Kaynak belge ->
_ _ _

İsmet Paşa, 26 Mayıs 1923 tarihinde Hükûmet Başkanlığı’na yazdığı raporlarda, Hükûmet Başkanlığı’nın yazılarını, benim telgraflarımı ve delegelerimize verilmiş olan esas talimatı dikkate aldığımı ve o yolda hareket ettiğimi açıkladıktan sonra, 26 Mayıs günü öğleden sonra, İtilâf Devletleri delegelerinin, Yunan tazminatına karşılık Karaağaç’ın kabul edilmesi yolundaki tekliflerini kabul ettiğini söylemiş olduğunu, diğer meseleleri de birkaç gün içinde sonuçlandırabileceğini bildirmiş…

Rauf Bey, bu raporları bana 27 Mayıs 1923 tarihinde şu yazısına ilişik olarak gönderdi.

154/155 27.5.1923

Türkiye Büyük Millet Meclisi Yüce Başkanlığı’na

İsmet Paşa Hazretleri’nden gelen 26 Mayıs 1923 tarihli telgraf sureti ilişik olarak yüce huzurlarına takdim kılındı, efendim.

Hüseyin Rauf

Dışişleri Bakanlığı Vekili

Rauf Bey, aynı tarihte İsmet Paşa’ya da şu tebligatta bulunmuş:

27.5.1923

İsmet Paşa Hazretleri’ne

İlgi: 26 Mayıs 1923 tarih ve 151 sayılı telgraf.

Delegeler Hey’eti’nin Yunan tazminatı ile ilgili tutumu, Hükûmet’in talimatına açıkça aykırı görülmüştür. Güç durumda kalan Hükûmet, millî çıkarları gözönünde tutarak, tarafınızdan bildirildiği üzere, önemli meselelerin üç dört gün içinde sonuçlandırılacağı yolundaki kanaatin gerçekleşmesini beklemekle birlikte, düşünce ve görüşlerini değiştirmeyecektir. Önceki telgrafta belirtilen öteki temel meselelerle fedakârlığın söz konusu olamayacağı kesinlikle bilinmelidir, efendim.

Hüseyin Rauf

İsmet Paşa’nın, Karaağaç’a karşılık tazminattan vazgeçilmesini bildiren raporlarını gördükten sonra, 25 Mayıs 1923 tarihli ve Rauf Bey imzalı talimat telgrafını açıklamak üzere kendisine şu telgrafı yazdım:

27.5.1923

İsmet Paşa Hazretleri’ne

Hükûmet’in kararında başlıca üç ana nokta vardı. Birincisi: Onarımla ilgili tazminat meselesinde fedakârlık, askıda kalan önemli meselelerin lehimize sonuçlandırılması karşılığında yapılmalıdır.

_ _ _

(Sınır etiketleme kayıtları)
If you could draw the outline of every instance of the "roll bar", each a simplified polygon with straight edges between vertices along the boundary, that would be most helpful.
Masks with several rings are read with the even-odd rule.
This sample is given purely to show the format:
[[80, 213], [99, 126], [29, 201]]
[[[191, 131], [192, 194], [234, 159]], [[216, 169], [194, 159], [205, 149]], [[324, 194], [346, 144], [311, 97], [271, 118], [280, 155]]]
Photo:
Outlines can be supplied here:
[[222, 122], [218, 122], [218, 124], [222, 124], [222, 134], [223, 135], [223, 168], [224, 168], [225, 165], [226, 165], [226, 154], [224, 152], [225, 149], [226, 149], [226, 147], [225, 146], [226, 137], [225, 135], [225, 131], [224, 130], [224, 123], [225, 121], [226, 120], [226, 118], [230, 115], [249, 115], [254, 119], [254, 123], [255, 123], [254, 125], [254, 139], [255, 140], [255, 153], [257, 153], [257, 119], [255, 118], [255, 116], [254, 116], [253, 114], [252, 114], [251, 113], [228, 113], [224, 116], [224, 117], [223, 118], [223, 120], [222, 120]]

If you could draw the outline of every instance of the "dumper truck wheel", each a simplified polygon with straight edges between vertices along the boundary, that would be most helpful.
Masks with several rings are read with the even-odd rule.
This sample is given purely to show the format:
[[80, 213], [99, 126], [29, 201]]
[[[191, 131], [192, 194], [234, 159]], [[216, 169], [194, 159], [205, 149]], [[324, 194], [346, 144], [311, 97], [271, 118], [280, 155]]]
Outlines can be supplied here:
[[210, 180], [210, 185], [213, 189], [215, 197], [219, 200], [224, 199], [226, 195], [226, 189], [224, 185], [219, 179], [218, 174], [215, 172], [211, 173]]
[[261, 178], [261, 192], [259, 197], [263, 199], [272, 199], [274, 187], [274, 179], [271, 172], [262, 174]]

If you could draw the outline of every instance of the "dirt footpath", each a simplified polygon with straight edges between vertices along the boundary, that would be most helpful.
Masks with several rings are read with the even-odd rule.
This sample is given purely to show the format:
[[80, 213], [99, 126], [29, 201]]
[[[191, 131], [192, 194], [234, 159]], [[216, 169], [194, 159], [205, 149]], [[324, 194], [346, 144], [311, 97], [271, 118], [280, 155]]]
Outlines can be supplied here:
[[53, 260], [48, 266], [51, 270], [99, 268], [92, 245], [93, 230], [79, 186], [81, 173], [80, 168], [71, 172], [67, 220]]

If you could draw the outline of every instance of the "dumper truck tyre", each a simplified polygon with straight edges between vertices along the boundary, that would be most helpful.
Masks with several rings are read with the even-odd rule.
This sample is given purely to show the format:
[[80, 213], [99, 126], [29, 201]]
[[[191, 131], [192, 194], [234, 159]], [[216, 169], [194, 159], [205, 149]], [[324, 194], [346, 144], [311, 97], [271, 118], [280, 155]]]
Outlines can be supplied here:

_ _ _

Verilen görev A -> Yunan tazminatıyla ilgili metinden "İsmet Paşa, 26" sözleriyle başlayıp "ilişik olarak gönderdi." sözlerine kadar, bunlar da dahil, olan kısmı değiştirmeden geri verin.
Verilen görev B -> Yunan tazminatıyla ilgili metnin devamını, son cümlenin ardından başlayarak yazın.
Bu kayıtlara ihtiyaç yoktur.

Yazılı yanıt A ->
İsmet Paşa, 26 Mayıs 1923 tarihinde Hükûmet Başkanlığı’na yazdığı raporlarda, Hükûmet Başkanlığı’nın yazılarını, benim telgraflarımı ve delegelerimize verilmiş olan esas talimatı dikkate aldığımı ve o yolda hareket ettiğimi açıkladıktan sonra, 26 Mayıs günü öğleden sonra, İtilâf Devletleri delegelerinin, Yunan tazminatına karşılık Karaağaç’ın kabul edilmesi yolundaki tekliflerini kabul ettiğini söylemiş olduğunu, diğer meseleleri de birkaç gün içinde sonuçlandırabileceğini bildirmiş…

Rauf Bey, bu raporları bana 27 Mayıs 1923 tarihinde şu yazısına ilişik olarak gönderdi.

Yazılı yanıt B ->
İkincisi: Düyûn-ı Umumiye faizleri, düşman işgalindeki topraklarımızın boşaltılması, adlî meselelerle ilgili formül ve yabancı şirketlere ödenecek tazminatı, -yani on iki milyon liranın, şahısları ve uyrukları hangi milletten olursa olsun, bütün şirketlere ait olduğu kabul edilerek bunun dışında bir tazminatın söz konusu edilmemesi- meselelerinin, tazminat meselesiyle birlikte ele alınması ve bu dört meselenin lehimize çözümü sağlanabildiği takdirde, tazminat meselesinde fedakârlık yapılabilir. Üçüncüsü: Konferansa son ve kesin tekliflerde bulunarak cevap beklemek.

Delegeler Hey’eti’nin tutum ve anlayışında Hükûmet’in görüş ve talimatına uymayan noktalar şunlardır:

  • Delegeler Hey’eti, yalnız askıda kalan meseleleri bir bütün olarak kabul etmiş, tazminat meselesini bunun dışında tutmuştur.
  • Görüşmelerin, Yunanlıların konferanstan çekilmesi üzerine kesilmesinde ve Mudanya sözleşmesinin Yunan ordusunun yeniden saldırmasıyla bozulmasında sakınca görülerek, öteki meselelerde anlaşmaya varılamazsa, görüşmelerin tarafımızdan kesilmesi tercih edilmiştir. Bu nokta, üzerinde düşünülmeye değer.
  • Yunan onarım tazminatı konusunda fedakârlığı kabul ettikten sonra, öteki meseleleri birkaç gün içinde sonuçlandırma yoluna gidilmesi de önemlidir. Bakanlar Kurulu’nda henüz böyle bir kanaat oluşmuş değildir. Önemli meseleler gerçekten üç dört gün içinde lehimize sonuçlandırılabilirse, tazminat meselesine öncelik verilmesinde düşünülen sakıncalar giderilmiş olur. Muharrem Kararnamesi’nin (211) yürürlükte olduğu hususunun belirtilmesine önem verilmesinin, ancak çözümlenmesi ümidini beslediğimiz meselelerden sonraya bağlı olduğu bildirilmektedir.
  • Konferansın, kuponların ödenmesi meselesi yüzünden kesilmesinin içeriye ve dışarıya karşı bizi daha kuvvetli bulunduracağı düşüncesi de üzerinde iyiden iyiye durmaya değer.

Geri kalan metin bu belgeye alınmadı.